Given problem: Carry on the text about fee-based brokerage accounts from its final sentence, writing the next few paragraphs in the same style.

Text excerpt:
From a practical, functional perspective, non-discretionary advisor accounts are no different than their predecessors. They are similar to full-service commission-based accounts in that investors can use them to purchase a variety of investments, including stocks, bonds, exchange-traded funds, and more. They include an advice component, just as their fee-based brokerage predecessors offered, but from a legal perspective, the investors are the ultimate decision makers. So, although the financial advisors provide advice, the investors are free to take or leave the advice with the understanding that they are paying a yearly fee for trading (not for advice) instead of a per-trade commission. Many investors prefer this arrangement because the financial services professional giving the advice has no incentive to sell them anything.

From a financial advisor's perspective, compensation is based on a percentage of the assets in a client's portfolio, so it is in the advisor's best interests to see those assets grow. A 1% fee on a $250,000 portfolio is $2,500 per year. If that portfolio grows to $500,000, the advisor's fee doubles. Under this compensation model, financial advisors have no financial incentive to recommend trades unless those trades will add value.

Which Brokerage Account Is Right for You?
Fee-based brokerage accounts are particularly well suited to investors who have concerns about objectivity, but still want professional advice. They allow investors to focus on results, not the commissions they have to pay with every investment decision. They also appeal to investors who anticipate a high level of trading activity.

Critics argue that after a portfolio has been created, some investors may not need to make many changes, and are therefore paying a yearly fee without getting any additional service. The counter argument is that sometimes the best advice one can get from an advisor is to simply construct a solid portfolio and take no action unless financial goals or circumstances change.

Record set:
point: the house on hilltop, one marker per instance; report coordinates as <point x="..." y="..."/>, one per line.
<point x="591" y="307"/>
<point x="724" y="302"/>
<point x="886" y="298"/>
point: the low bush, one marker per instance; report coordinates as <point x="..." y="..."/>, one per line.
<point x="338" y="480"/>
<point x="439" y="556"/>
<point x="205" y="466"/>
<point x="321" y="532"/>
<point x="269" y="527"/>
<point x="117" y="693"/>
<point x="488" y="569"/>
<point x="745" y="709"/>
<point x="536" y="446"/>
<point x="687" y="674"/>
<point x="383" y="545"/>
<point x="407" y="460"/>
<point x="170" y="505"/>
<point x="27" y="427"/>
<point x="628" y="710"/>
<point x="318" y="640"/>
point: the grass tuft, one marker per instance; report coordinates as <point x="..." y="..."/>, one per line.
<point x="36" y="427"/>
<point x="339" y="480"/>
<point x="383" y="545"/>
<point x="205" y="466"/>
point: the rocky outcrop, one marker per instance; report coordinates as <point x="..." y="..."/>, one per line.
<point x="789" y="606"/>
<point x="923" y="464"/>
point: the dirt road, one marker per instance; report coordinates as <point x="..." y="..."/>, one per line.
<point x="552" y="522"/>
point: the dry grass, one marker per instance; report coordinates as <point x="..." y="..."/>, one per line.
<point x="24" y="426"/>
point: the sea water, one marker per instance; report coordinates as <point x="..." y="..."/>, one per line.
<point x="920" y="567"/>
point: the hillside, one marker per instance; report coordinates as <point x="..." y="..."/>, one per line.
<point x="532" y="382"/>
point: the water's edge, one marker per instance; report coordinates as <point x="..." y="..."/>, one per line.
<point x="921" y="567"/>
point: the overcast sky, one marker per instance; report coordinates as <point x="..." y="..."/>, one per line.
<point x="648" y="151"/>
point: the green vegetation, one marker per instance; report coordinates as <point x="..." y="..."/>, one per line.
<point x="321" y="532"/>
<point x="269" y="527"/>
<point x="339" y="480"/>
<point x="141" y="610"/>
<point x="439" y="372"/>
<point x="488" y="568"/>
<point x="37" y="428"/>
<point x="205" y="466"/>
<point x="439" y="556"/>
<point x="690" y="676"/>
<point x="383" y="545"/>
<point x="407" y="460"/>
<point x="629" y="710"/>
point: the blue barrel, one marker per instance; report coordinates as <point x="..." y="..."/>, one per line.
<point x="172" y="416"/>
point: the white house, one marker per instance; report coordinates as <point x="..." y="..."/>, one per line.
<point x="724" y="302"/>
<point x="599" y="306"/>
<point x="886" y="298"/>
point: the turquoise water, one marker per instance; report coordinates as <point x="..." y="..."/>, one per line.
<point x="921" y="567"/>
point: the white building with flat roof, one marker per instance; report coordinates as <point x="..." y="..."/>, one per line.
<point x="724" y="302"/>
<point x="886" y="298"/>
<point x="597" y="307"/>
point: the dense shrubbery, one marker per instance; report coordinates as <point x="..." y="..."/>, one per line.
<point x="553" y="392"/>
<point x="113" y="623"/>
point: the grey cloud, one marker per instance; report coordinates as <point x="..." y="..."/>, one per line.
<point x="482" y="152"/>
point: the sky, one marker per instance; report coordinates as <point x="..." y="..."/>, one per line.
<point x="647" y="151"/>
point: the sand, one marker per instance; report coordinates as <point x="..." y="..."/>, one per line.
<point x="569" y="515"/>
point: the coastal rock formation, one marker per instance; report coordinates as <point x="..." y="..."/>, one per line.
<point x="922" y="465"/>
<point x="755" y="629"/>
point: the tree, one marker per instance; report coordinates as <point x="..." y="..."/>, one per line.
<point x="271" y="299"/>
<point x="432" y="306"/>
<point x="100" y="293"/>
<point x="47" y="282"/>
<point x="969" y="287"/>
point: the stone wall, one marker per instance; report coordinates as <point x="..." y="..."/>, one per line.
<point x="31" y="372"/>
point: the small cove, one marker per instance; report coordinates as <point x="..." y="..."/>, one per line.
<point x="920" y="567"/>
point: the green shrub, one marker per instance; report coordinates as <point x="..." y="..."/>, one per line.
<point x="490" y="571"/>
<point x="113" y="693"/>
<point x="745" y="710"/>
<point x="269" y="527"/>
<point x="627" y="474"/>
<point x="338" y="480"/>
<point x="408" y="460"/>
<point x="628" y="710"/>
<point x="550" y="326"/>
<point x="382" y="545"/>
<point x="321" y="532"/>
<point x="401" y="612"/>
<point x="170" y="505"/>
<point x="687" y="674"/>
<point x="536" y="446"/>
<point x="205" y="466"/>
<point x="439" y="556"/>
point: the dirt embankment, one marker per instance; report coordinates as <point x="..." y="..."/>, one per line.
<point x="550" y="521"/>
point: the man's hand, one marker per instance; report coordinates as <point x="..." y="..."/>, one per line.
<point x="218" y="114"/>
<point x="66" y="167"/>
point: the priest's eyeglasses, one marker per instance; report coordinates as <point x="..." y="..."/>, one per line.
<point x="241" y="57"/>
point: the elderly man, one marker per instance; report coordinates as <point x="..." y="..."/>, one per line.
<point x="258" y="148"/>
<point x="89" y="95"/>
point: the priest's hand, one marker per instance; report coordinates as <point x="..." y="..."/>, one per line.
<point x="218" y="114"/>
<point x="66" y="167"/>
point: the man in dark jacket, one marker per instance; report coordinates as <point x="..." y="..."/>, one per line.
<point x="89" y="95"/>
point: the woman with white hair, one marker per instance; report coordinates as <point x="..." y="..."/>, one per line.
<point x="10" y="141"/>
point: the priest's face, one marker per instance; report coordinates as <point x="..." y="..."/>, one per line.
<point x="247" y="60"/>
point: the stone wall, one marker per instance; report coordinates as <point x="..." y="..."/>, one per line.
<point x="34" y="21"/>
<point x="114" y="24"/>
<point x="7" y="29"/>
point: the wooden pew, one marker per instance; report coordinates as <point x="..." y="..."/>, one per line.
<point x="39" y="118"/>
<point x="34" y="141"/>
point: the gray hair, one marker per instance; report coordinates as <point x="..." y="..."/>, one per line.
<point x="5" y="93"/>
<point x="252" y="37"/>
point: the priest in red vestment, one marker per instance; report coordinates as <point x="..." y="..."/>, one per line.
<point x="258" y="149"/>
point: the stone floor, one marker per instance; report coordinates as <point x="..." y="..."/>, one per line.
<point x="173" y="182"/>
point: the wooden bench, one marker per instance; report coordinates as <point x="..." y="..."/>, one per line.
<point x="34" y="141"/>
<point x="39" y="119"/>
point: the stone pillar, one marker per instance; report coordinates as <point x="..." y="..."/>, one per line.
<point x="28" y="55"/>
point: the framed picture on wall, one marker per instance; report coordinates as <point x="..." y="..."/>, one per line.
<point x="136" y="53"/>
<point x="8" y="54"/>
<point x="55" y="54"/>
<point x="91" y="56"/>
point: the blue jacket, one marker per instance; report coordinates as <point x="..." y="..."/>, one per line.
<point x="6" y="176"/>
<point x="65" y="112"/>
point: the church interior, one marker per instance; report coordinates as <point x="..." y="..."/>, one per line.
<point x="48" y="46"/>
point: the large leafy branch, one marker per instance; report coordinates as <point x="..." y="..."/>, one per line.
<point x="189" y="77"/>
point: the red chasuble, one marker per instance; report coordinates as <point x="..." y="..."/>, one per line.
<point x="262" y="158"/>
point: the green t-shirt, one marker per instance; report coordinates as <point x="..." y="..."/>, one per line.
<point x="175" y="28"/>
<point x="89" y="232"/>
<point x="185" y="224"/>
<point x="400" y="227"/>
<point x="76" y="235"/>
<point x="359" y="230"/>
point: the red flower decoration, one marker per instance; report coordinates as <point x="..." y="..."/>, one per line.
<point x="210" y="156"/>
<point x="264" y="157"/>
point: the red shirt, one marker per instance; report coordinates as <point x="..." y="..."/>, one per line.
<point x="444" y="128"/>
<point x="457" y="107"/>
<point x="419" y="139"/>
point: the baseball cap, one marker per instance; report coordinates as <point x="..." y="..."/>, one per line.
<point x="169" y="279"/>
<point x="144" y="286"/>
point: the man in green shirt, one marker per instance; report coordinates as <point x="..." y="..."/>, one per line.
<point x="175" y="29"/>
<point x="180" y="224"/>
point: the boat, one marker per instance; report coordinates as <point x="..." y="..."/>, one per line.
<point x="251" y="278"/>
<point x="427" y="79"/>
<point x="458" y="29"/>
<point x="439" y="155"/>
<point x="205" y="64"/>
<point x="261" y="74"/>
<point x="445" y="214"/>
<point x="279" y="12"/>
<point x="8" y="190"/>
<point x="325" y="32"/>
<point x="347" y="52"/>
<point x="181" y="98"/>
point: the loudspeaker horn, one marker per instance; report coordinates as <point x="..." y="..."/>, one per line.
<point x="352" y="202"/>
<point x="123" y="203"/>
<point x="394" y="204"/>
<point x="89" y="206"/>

Output for this exercise:
Of course, if advice is something that you do not need, a commission-based brokerage account might be right for you. Purchased through a discount broker, these accounts charge just a few dollars per trade and provide a convenient, inexpensive way to manage your own money.

Another option, especially for larger account sizes, is to employ a registered investment advisor (RIA) to manage the account. This type of professional money management is bound by the strict regulations of the Investment Advisors Act of 1940, and accounts are typically discretionary, meaning that money managers can make trades on their own accord. While this may not appeal to the do-it-yourself investor, it effectively aligns the goals of the RIA with those of the client, whether it be to grow or simply preserve assets.

Conclusion
As with any investment, you need to understand what you are buying before you buy it. Before selecting a brokerage account, think about how you intend to use the account, whether you anticipate a high-level of trading activity, and the value you place on professional advice. Compare the cost of commission-based trades against the cost of a yearly fee.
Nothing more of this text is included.